#### [What to do]
Update the rows below by changing every "jersey" to "shirt", leaving everything else untouched.

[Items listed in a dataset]
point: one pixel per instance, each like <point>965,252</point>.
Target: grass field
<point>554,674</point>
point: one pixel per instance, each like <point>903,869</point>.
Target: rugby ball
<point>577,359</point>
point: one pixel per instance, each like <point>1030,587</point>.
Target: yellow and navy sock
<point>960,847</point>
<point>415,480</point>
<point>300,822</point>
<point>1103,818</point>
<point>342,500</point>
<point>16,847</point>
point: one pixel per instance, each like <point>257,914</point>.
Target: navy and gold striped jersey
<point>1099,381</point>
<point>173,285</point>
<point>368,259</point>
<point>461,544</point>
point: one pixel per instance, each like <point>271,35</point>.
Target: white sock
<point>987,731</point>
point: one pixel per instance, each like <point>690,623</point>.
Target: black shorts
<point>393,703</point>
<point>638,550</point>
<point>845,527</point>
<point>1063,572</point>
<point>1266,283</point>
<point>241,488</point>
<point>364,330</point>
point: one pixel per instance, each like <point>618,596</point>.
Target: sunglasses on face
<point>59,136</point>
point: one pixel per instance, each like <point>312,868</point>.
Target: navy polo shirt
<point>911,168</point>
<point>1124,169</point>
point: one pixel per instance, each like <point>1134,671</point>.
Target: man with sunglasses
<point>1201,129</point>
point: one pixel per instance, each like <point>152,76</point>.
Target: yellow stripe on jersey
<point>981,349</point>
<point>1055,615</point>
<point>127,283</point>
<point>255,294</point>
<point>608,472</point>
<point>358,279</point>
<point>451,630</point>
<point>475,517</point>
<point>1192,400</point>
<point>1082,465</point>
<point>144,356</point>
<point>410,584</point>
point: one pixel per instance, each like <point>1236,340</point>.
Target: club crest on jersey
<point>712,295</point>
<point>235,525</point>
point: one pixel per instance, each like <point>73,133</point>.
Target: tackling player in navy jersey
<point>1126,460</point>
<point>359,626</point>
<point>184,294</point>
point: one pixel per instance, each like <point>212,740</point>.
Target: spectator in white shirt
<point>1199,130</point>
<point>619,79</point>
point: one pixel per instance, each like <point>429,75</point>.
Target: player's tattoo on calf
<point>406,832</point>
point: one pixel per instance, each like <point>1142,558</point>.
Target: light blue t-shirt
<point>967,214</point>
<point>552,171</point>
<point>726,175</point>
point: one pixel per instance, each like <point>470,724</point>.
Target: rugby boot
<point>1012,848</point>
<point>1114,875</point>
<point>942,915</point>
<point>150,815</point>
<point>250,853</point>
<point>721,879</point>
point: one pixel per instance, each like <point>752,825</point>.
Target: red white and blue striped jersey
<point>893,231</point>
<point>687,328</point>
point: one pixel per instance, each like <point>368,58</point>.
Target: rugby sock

#### [Correct response]
point: one pixel per instance, each like <point>965,252</point>.
Target: grass field
<point>554,674</point>
point: one pixel per instance, each like <point>903,869</point>.
Target: rugby ball
<point>577,359</point>
point: one pixel per instance, each like <point>1030,587</point>.
Target: yellow and navy sock
<point>960,847</point>
<point>415,480</point>
<point>300,822</point>
<point>1103,818</point>
<point>342,500</point>
<point>16,847</point>
point: one pixel per instance, each like <point>257,914</point>.
Target: navy and gold striped shirt
<point>1099,381</point>
<point>173,285</point>
<point>368,259</point>
<point>461,544</point>
point: one pixel per instance, each like <point>271,35</point>.
Target: white sock
<point>987,731</point>
point: one pixel per instance, each like <point>690,623</point>.
Target: black shorts
<point>393,703</point>
<point>638,550</point>
<point>845,527</point>
<point>1063,572</point>
<point>1266,283</point>
<point>241,488</point>
<point>364,330</point>
point: one pixel per instance, each like <point>618,596</point>.
Target: sunglasses on face
<point>59,136</point>
point: one pixel per instance, each like <point>312,868</point>.
Target: navy polo shirt
<point>911,168</point>
<point>1124,169</point>
point: one pixel per instance, each like <point>1134,671</point>.
Target: man with sunglasses
<point>1201,129</point>
point: one pixel per instance, each like <point>152,76</point>.
Target: yellow stripe on shirt
<point>981,349</point>
<point>1055,615</point>
<point>127,283</point>
<point>255,294</point>
<point>608,472</point>
<point>358,279</point>
<point>451,630</point>
<point>475,517</point>
<point>1192,400</point>
<point>1082,465</point>
<point>144,356</point>
<point>410,584</point>
point: one pixel per instance, each like <point>1236,340</point>.
Target: club crest on shirt
<point>712,295</point>
<point>235,525</point>
point: one pixel per instance, each like <point>73,133</point>.
Target: tackling player in navy shirt
<point>1126,460</point>
<point>359,626</point>
<point>184,294</point>
point: one pixel per instance, each like <point>212,740</point>.
Target: spectator in white shirt
<point>1199,130</point>
<point>619,79</point>
point: one pixel per instance, each like <point>429,75</point>.
Target: player's tattoo on calf
<point>406,832</point>
point: one pixel per instance, each like <point>1142,558</point>.
Target: light blue t-shirt
<point>967,214</point>
<point>552,171</point>
<point>726,175</point>
point: one pixel per instance, each like <point>470,724</point>.
Target: rugby boot
<point>1012,848</point>
<point>1114,875</point>
<point>942,915</point>
<point>150,815</point>
<point>250,853</point>
<point>721,879</point>
point: one pixel per instance, each like <point>752,825</point>.
Target: red white and blue striped shirt
<point>893,231</point>
<point>687,328</point>
point: one pixel per instance, each like <point>368,58</point>.
Target: rugby sock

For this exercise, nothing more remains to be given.